* _Passage provided_
* START *

Chamberlain and Bright
Parnell and his colleagues saw Chamberlain as the man who killed home rule. Such
perception was an understandable reaction given Chamberlain’s low status amongst Irish
Nationalists who were unable to forgive him for showing such a strong and apparently
constructive interest in Irish affairs and yet being implacably hostile to Home Rule.
Chamberlain was the most vocal spokesman for what became known as Liberal Unionism
but it would seem unlikely that he carried with him more than his own coterie of
Birmingham radicals. Parnell was probably guilty of hyperbole by describing Chamberlain
as “the man who killed home rule”, as other radicals and of course the Whigs made up their
own minds, convinced of the inappropriateness of the principle of home rule and the folly of
Gladstone’s particular bill. Seldom damned or given the credit normally reserved for
Chamberlain is John Bright, who was far more influential in the party as a whole than
Chamberlain. Bright was a radical whose prestige within Liberalism far eclipsed that of
Chamberlain, the brilliant but abrasive young man in a hurry. Of the 93 Liberals who voted
against the second reading those who followed Bright’s lead together with the Whigs were
probably more influential than the relatively unpopular Chamberlain. Chamberlain is
unlikely to have accounted for as many as 30 votes, the number by which the bill was
defeated in the Commons.

Doc 7iv
John Bright recorded the following in his diary of 20 March, 1886:

“Downing Street. Long interview for 2 hours with Mr Gladstone at his request … He
explained much of his policy as to a Dublin Parlt and as to Land Purchase. I objected to the
Land policy as unnecessary … As to a Dublin Parlt I argued that he was making a surrender
all along the line. A Dublin Parlt would work with constant friction, and would press against
any barrier he might create to keep up the unity of the 3 Kingdoms.
What of a volunteer force, and what of import duties and protection as against British
goods? He would not object, but any armed force must be under officers appointed by the
Crown; and he did not think duties as against England would be imposed.
Mr G. is in favour of excluding all Irish representation from the Imperial Parlt. Thinks Irish
members in Dublin and at Westminster not possible. Irish members think they could not
supply representatives for both Houses.

* END *

Point labeling dataset excerpts
* START *

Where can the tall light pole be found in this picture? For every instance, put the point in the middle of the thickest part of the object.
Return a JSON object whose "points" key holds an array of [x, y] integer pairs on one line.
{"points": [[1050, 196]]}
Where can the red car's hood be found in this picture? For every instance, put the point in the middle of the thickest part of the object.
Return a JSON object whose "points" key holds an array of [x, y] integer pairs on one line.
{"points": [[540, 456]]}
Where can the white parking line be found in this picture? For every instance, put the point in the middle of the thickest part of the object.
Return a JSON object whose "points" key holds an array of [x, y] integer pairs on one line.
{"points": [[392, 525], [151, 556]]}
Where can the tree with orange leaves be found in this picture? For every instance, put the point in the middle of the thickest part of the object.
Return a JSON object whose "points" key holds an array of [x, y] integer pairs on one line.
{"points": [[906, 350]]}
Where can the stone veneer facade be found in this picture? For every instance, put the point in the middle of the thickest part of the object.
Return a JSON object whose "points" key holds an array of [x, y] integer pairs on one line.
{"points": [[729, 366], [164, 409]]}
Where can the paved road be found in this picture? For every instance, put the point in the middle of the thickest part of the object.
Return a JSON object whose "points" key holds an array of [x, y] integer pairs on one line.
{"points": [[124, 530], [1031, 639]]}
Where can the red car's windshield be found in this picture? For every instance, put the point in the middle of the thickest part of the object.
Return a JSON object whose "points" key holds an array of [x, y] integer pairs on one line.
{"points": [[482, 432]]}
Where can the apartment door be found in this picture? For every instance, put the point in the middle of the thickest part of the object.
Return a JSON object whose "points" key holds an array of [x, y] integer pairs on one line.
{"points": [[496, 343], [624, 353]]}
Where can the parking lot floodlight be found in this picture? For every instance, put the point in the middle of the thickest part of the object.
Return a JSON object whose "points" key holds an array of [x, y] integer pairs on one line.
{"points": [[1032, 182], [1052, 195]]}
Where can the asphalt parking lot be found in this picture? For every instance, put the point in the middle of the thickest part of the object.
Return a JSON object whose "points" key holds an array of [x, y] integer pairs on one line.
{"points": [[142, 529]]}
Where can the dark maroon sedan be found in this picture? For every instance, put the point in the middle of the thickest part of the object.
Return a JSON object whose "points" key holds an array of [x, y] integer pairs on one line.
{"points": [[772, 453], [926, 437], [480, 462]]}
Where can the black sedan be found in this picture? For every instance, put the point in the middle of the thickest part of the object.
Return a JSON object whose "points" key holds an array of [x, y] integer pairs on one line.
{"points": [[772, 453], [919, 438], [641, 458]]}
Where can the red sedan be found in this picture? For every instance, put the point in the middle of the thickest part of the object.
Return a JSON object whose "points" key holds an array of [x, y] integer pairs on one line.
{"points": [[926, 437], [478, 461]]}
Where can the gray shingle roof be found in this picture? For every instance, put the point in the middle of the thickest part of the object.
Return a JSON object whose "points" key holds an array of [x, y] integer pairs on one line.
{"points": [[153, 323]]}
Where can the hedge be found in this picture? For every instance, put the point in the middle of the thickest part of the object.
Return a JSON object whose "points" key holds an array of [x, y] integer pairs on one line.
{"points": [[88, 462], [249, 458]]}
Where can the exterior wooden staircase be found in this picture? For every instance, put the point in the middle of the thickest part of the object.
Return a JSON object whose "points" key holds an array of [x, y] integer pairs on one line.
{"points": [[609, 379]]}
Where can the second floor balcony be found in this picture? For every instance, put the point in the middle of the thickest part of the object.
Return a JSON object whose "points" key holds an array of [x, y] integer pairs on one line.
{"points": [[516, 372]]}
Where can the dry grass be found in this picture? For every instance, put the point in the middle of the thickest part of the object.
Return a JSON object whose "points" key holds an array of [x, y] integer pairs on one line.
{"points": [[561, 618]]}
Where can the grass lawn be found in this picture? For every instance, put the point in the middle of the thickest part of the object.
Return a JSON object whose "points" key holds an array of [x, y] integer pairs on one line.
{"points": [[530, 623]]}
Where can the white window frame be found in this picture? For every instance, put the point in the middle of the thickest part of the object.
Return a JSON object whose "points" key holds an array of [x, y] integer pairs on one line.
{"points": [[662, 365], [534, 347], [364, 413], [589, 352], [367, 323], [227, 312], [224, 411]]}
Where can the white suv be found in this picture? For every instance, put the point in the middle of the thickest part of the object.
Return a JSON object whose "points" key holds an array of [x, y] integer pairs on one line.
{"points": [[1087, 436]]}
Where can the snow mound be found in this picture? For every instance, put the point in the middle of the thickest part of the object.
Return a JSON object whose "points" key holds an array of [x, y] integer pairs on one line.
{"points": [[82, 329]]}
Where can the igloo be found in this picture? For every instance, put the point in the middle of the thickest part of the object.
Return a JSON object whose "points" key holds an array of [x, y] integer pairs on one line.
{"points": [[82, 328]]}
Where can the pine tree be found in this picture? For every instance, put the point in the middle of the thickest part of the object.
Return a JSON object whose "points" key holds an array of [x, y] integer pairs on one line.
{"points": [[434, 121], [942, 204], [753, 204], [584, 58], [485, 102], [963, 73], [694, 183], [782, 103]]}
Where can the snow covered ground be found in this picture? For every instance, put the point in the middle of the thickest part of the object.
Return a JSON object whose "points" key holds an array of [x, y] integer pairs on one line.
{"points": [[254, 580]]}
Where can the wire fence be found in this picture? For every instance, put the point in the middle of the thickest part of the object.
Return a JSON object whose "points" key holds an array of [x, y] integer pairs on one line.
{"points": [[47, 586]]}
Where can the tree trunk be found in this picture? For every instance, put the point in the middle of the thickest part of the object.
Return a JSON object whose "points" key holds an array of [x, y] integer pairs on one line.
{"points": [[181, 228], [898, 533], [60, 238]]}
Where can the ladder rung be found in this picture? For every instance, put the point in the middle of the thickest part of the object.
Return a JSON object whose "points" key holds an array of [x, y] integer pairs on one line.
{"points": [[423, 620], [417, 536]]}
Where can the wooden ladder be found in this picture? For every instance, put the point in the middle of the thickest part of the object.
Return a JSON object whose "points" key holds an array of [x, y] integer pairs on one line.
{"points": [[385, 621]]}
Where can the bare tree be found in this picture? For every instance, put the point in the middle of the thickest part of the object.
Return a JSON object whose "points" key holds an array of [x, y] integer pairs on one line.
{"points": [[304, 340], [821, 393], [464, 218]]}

* END *

* _Stated problem_
In the passage on Chamberlain and Bright, write out the stretch from "What of a volunteer" through "would be imposed.", swapping "volunteer force" for "militia".

* _Written solution_
What of a militia, and what of import duties and protection as against British
goods? He would not object, but any armed force must be under officers appointed by the
Crown; and he did not think duties as against England would be imposed.